→ **What is being asked**:
Start at the first record below and retype through the last, exactly.

→ **Extracted information**:
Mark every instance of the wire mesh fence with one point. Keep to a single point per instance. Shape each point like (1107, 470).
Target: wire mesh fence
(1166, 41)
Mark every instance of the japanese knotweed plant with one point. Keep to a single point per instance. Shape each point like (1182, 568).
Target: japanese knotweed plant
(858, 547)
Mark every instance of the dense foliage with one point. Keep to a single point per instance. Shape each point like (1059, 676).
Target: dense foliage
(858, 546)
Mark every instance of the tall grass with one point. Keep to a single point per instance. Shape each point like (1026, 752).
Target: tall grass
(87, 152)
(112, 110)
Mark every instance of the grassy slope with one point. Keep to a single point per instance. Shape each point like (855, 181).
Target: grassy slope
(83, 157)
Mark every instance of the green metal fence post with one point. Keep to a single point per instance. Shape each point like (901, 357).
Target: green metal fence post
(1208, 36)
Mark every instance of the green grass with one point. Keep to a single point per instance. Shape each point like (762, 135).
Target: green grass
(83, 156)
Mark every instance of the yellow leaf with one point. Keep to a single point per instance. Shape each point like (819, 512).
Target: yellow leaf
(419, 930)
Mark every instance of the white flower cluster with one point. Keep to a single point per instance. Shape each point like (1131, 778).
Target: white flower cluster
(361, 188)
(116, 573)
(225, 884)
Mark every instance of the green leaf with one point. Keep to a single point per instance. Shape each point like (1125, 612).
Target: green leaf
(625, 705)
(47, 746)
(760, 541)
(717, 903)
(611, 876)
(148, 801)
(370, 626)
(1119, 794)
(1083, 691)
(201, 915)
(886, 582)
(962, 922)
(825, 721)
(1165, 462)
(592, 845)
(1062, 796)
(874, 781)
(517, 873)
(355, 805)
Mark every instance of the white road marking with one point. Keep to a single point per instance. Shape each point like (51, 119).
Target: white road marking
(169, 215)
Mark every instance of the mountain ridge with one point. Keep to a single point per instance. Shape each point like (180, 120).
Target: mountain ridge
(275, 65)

→ **Solved problem**:
Mark every instance of the wire mesh fence with one point. Keep to a single point per instance. Shape each point like (1107, 470).
Target: wire mesh fence
(1166, 41)
Mark every instance of the japanese knotweed plant with one point. Keep to a single point per instance. Shape each point like (1182, 568).
Target: japanese knotweed plant
(858, 547)
Mark every instance of the dense foliage with one point. Keep to a single point per instance. Shape each point like (1059, 676).
Target: dense foliage
(858, 546)
Mark every instance of the tall grass with one point. Keep to a single point per instance. Shape each point like (1026, 752).
Target: tall grass
(87, 152)
(112, 110)
Mark every instance of the grassy slope with one point. Keep to a single point per instance. Shape each point like (855, 181).
Target: grassy slope
(83, 157)
Mark every instance of the green metal fence post with one point. Keep to a single point per instance. Shape each point like (901, 357).
Target: green metal fence post
(1208, 36)
Mark every instance of the green grass with one point. Keep to a single point per instance. Shape each point like (762, 135).
Target: green grass
(83, 156)
Mark every instance of the yellow leaf with one point. Keep to a single point per instance. Shape each point like (819, 512).
Target: yellow leaf
(419, 930)
Mark every instance of the white flower cluster with one point. Keep to a single point per instance. Shape each point like (1131, 778).
Target: white flower cluster
(361, 188)
(116, 573)
(225, 884)
Mark every instance of the green leaf with one point. Keep to a single point per instance. Shape each point like (1125, 612).
Target: green leaf
(625, 705)
(47, 746)
(760, 541)
(717, 903)
(611, 876)
(148, 801)
(370, 626)
(1119, 794)
(1083, 691)
(201, 915)
(886, 582)
(962, 922)
(825, 721)
(1165, 462)
(592, 845)
(1062, 796)
(874, 781)
(517, 873)
(355, 805)
Mark every instance of the white road marking with one point. Keep to a single point per instance. Shape each point like (51, 119).
Target: white road marking
(169, 215)
Mark every instance of the mountain ridge with one point. Keep to a single point per instance. Shape each point like (180, 120).
Target: mountain ridge
(275, 65)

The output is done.